▶ **Passage for review**:
************

His parents Larry and Barbara beamed with pride overall and noted that he was even selected to become a certified lifeguard there.

But this was only the beginning of Jonathan’s newfound independence. Barbara’s sister who works for TD Bank, frequent contributors of the Bergen County United Way, received word about their new program in partnership with Madeline Corporation: the Very Special Homes Program. After an application process, Jonathan was called in for an interview and is now living in one of these attractive homes in Mahwah with a roommate, who was carefully selected by the Bergen County United Way.

Very Special Homes provide affordable housing for those with special needs, survivors of domestic violence, seniors and veterans and their families. The Bergen County United Way President Tom Toronto and Madeline Corp Executive Director Shari DePalma have together created a chance for people in Jonathan’s situation to lead an independent and more liberated lifestyle. Not only do these homes become the gateway to individual growth, but also they bestow something priceless: a true sense of accomplishment and pride. Within these communities the residents are fully embraced in to a caring neighborhood, succeeding in an independent life overall. Furthermore, the homes are specifically designed to meet their tenants’ needs. The communities are run by management who also arrange for a variety of social events, such as pizza and movie nights, summer BBQs and holiday parties. The staff even keeps the parents informed of significant happenings by phone as well.

Currently, there are 24 developments for Very Special Homes, but they continue several building plans and the sky is the limit for the 50,000 individuals like Jonathan, now age 31, living in New Jersey with disabilities. Jonathan’s mother sees such a dramatic change in Jonathan’s behaviors when he comes over for dinners since he has lived in the ranch that Very Special Homes has helped him obtain. This has sparked such a hope for his future.

“Very Special Homes has really helped Jonathan evolve into a man and grow as a person in general,” Barbara said.

Jonathan agrees whole-heartedly.

 “Very Special Homes has given me independence. It helps me to do chores, clean and gives me the convenience of shopping at nearby locations,” he said.

While the attainment of Jonathan’s adult life continues to prosper with the assistance of this program, simultaneously does the inspiration of his personal story as a whole. Jonathan’s father, Larry, who works in PR at Montclair State University, was recently talking with his colleague Sonja Bozic, a filmmaker. She shared with Larry that she was interested in creating a movie based on Jonathan’s life. Upon meeting with him in person, the decision to move forward with the film was easy.

Sonja Bozic (right), a filmmaker, has created a movie— “Chocolate Milk” — on Jonathan Weiner’s life.

Jonathan experienced a memorable trip all the way to Switzerland with Bozic to a film workshop and contest there, where the film won two major awards. One of these awards brought bring to Paris, where funding of the film was granted. Jonathan’s father is currently helping with the script for the film. Jonathan will be playing himself. Once completed, the movie, “Chocolate Milk,” a simple yet truly fitting title, will give viewers an inside look to Jonathan’s life from his perspective. When Bozic went out for dinner for the first time to meet Jonathan about the film, he ordered chocolate milk – what a way to capture the essence of this truly influential, courageous, independent and intelligent man with his innocent heart of youth.

************

▶ **Data supplied**:
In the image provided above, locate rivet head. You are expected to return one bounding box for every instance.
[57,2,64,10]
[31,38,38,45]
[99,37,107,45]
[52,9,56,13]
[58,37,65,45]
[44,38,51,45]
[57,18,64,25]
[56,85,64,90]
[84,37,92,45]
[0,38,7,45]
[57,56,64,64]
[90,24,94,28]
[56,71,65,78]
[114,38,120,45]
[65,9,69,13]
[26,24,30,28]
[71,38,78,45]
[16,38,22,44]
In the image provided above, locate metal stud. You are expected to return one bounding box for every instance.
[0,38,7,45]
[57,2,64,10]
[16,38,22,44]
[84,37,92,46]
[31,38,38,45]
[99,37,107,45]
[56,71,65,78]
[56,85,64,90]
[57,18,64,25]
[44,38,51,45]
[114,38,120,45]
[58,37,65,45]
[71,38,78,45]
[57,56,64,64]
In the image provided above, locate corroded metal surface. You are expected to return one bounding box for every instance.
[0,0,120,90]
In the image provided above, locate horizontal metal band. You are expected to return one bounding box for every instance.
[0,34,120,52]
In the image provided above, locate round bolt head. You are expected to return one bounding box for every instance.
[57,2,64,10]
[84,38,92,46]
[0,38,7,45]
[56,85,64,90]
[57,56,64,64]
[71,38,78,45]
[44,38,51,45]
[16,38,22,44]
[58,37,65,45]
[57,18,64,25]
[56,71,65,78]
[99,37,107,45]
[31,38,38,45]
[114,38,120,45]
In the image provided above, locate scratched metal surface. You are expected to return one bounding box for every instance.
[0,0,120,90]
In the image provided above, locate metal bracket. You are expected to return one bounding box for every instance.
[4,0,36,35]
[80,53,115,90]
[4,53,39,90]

************

▶ **Task item**: Rewrite the article on Jonathan and the Very Special Homes program from "Currently, there are" to "Jonathan agrees whole-heartedly.", putting "house" in place of "ranch".

▶ **Written response**:
Currently, there are 24 developments for Very Special Homes, but they continue several building plans and the sky is the limit for the 50,000 individuals like Jonathan, now age 31, living in New Jersey with disabilities. Jonathan’s mother sees such a dramatic change in Jonathan’s behaviors when he comes over for dinners since he has lived in the house that Very Special Homes has helped him obtain. This has sparked such a hope for his future.

“Very Special Homes has really helped Jonathan evolve into a man and grow as a person in general,” Barbara said.

Jonathan agrees whole-heartedly.